Given instruction
Copy every line of the region labeling records below word for word, changing nothing.

Region labeling records:
* * * * *

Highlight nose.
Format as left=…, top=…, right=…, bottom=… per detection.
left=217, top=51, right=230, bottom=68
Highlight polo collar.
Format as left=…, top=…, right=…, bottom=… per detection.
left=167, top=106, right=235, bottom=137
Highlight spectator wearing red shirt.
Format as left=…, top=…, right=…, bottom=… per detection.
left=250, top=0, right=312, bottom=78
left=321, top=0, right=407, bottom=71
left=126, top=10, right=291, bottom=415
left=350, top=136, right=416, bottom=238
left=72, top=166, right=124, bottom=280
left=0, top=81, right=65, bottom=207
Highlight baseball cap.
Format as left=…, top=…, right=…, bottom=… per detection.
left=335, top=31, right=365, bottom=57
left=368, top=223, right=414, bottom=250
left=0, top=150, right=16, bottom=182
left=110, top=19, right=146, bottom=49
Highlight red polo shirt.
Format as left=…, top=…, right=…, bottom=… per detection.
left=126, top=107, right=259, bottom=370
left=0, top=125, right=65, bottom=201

* * * * *

Task answer
Highlight nose.
Format as left=…, top=…, right=…, bottom=… per detection.
left=217, top=51, right=230, bottom=68
Highlight polo collar.
Format as left=…, top=…, right=…, bottom=… per detection.
left=167, top=106, right=235, bottom=137
Highlight spectator wearing red shirt.
Format as left=…, top=…, right=…, bottom=… per detection.
left=250, top=0, right=312, bottom=78
left=321, top=0, right=407, bottom=71
left=126, top=10, right=291, bottom=415
left=350, top=136, right=416, bottom=238
left=72, top=166, right=124, bottom=280
left=0, top=81, right=65, bottom=207
Highlight baseball cap.
Format as left=…, top=…, right=…, bottom=… per detection.
left=335, top=31, right=365, bottom=57
left=368, top=223, right=414, bottom=250
left=0, top=150, right=16, bottom=182
left=110, top=19, right=146, bottom=49
Highlight red polo shirt.
Format as left=…, top=…, right=…, bottom=… per detection.
left=126, top=107, right=259, bottom=370
left=0, top=125, right=65, bottom=201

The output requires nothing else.